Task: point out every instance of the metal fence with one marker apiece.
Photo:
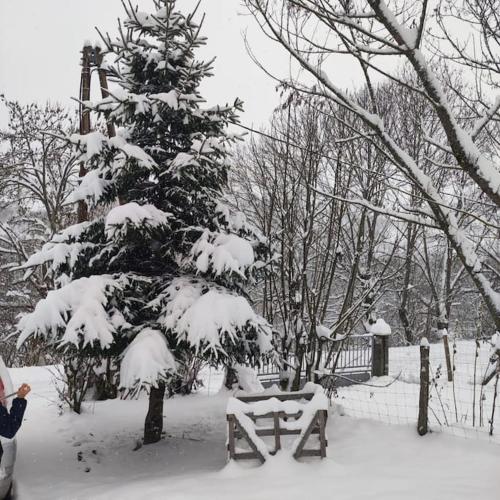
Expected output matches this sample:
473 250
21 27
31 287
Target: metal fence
350 358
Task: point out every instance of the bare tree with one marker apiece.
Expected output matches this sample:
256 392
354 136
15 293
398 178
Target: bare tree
377 35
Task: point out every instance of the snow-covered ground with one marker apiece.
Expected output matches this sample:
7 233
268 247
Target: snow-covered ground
92 456
462 407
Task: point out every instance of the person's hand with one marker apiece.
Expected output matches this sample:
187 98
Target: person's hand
23 391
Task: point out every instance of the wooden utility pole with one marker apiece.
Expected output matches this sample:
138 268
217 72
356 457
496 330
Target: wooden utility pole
92 57
87 56
423 403
103 82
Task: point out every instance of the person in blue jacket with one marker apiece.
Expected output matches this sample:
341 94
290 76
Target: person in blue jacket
11 421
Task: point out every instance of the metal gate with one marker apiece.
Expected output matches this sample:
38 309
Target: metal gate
352 358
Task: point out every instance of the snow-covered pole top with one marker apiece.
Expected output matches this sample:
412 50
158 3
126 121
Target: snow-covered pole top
380 328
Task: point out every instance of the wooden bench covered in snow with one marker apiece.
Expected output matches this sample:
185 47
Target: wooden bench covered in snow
300 413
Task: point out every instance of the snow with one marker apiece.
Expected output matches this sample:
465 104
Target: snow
90 457
247 379
380 327
323 331
203 319
86 299
223 253
169 98
146 360
135 215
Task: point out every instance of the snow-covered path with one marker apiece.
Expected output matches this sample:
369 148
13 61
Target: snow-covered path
91 457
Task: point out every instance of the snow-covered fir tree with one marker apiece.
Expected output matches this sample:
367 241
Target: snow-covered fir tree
159 272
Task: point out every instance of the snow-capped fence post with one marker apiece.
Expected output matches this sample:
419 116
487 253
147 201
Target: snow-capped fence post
423 403
443 330
380 350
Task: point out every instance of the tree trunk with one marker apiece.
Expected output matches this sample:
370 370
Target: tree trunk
153 426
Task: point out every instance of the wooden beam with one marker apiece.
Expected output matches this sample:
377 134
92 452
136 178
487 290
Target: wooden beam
284 396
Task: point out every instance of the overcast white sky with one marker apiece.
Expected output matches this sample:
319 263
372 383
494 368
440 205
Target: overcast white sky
40 41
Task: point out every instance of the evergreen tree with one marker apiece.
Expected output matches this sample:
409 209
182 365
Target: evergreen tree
158 274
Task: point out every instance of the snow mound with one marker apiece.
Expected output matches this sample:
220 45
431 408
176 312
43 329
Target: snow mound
146 360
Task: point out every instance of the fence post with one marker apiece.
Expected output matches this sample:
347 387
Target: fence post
423 402
380 357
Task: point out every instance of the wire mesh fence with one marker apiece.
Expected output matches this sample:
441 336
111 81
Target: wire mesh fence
462 406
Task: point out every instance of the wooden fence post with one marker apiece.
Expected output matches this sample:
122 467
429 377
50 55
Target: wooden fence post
423 403
380 356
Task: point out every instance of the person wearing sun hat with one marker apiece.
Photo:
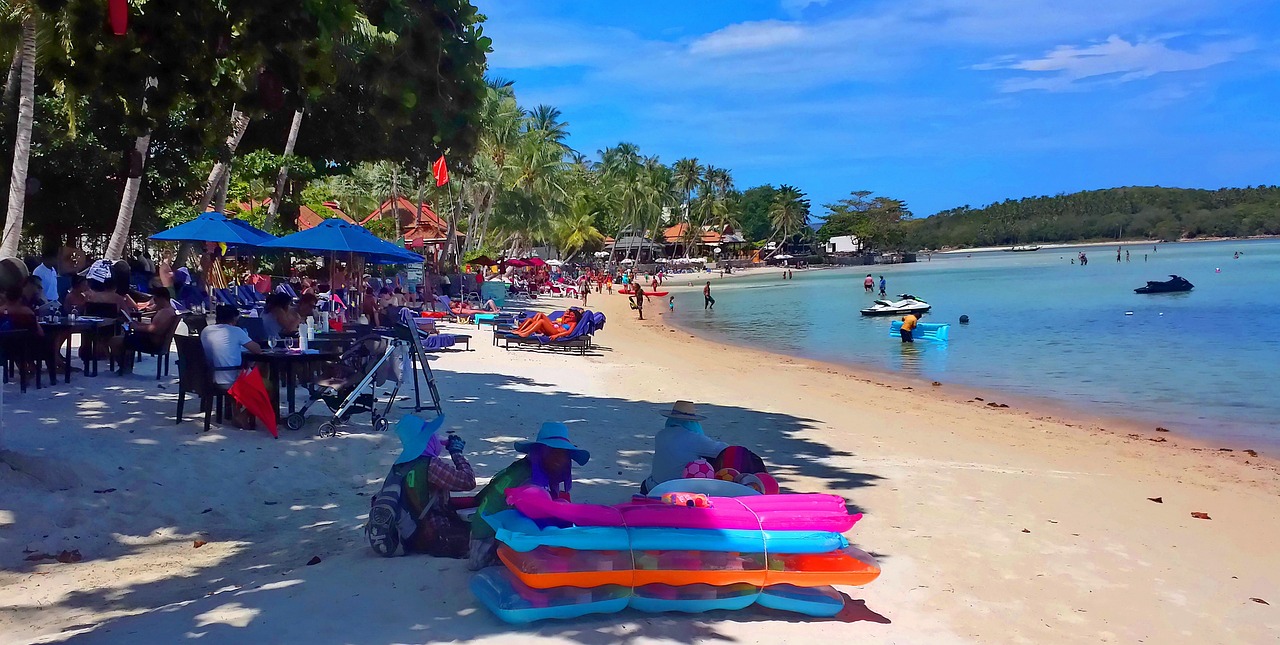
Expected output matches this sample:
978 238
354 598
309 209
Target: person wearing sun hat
548 462
680 442
412 508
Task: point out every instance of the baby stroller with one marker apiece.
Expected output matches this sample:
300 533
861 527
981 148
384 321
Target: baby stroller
351 385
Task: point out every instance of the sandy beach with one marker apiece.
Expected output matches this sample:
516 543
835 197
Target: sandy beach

> [WRITTEN TASK] Reproduce all of the data above with "marker" replaced by "point" wherever it occurs, keeping everything else unchanged. Leave the pictures out.

> [SOLUTION BELOW]
Task: point out every instance of the metal fence with one point apiece.
Photo:
Expected output matches this sample:
473 250
21 27
31 287
Target: metal fence
350 358
Task: point out every instance of the bare tree with one point apiece.
Expected output matches this sample:
256 392
354 136
15 293
398 178
Target: bare tree
377 35
Task: point out every instance of the snow-covered ground with one point apiece.
Expected output matches this sample:
7 233
268 247
Target: snow-covered ground
92 456
462 407
Task: point out every instance of the person's hand with one point apiece.
Expected output matches this sample:
187 98
Target: person's hand
23 391
Task: point out every instance of the wooden utility pole with one point apiece.
Expected output matches this sample:
138 268
217 72
356 457
496 330
Target: wooden utility pole
92 57
87 56
423 403
103 82
Task: point out every instance of the person in blue jacket with one point apiece.
Expected output matches this sample:
341 94
290 76
Target: person in blue jacket
11 421
Task: point out every instance of the metal gate with one point apiece.
Expected output matches this sample:
38 309
Target: metal gate
352 358
Task: point out every instance of the snow-covered pole top with one point apiece.
Expected output matches this sample:
412 50
158 3
126 121
Target: snow-covered pole top
380 328
Task: point out every instance of the wooden bench covered in snow with one point apiece.
Expected output matches this sample:
185 47
Target: wooden bench covered in snow
300 413
Task: point out every instance of the snow with one point apiece.
Expected output matches this sample:
465 104
Target: snow
90 457
247 379
380 327
323 331
203 319
86 299
223 253
169 98
146 360
135 215
Task: point out every instance of the snow-covered path with one point apiece.
Expected output matches this sample:
369 148
13 61
Target: snow-covered path
91 457
Task: point out every instance of the snow-covered fir tree with one point apiece.
Expected output matches this sample:
367 241
Target: snow-covered fir tree
159 272
Task: point out every instance of the snow-capped fence post with one point apiece.
Expected output matches this sample:
419 116
487 253
147 201
Target: snow-capped fence post
423 403
443 330
380 350
Task: point out every instance of the tree trunk with one point apiece.
Expected output matches this sample:
370 370
Target: tree trunk
153 426
Task: point out every instance of the wooden beam with one point apiece.
Expected output matches this sample:
377 134
92 452
136 178
487 290
Target: wooden beam
284 396
Task: point out every instance of the overcast white sky with one point apiece.
Expected output matches this sample:
319 263
372 383
494 368
440 205
Target: overcast white sky
40 41
Task: point out every instance of the evergreen tree with one point apiece.
Expected output matches this sample:
409 209
182 365
Target: evergreen tree
158 274
Task: point out every instance of the snow mound with one point apiece.
Expected output matches this sample:
220 45
431 408
176 312
43 329
Target: snow mound
146 360
Task: point out every instance of the fence post with one point apiece.
Expected output matches this sample:
347 387
Target: fence post
423 402
380 357
Task: point out every instance of the wire mesh fence with one point apiece.
Expected output matches this sample:
441 336
111 81
Target: wire mesh fence
462 406
Task: point out every instance of the wooden fence post with one point apiece.
Expected output matches this sample:
122 467
429 377
50 55
Target: wooden fence post
423 403
380 356
Task: point out every instance of the person wearing sun hat with one point apiece.
Photo:
Expected output matches this sample:
978 238
354 598
309 209
Target: person wearing sun hat
548 462
680 442
412 508
Task: point out every instance of the baby stroller with one point apiece.
Expected output matches this sample:
300 533
861 527
981 148
384 321
Target: baby stroller
351 385
Task: point out every instance of the sandy beach with one point apiece.
Expected output matches this sample:
516 543
835 197
Target: sandy beach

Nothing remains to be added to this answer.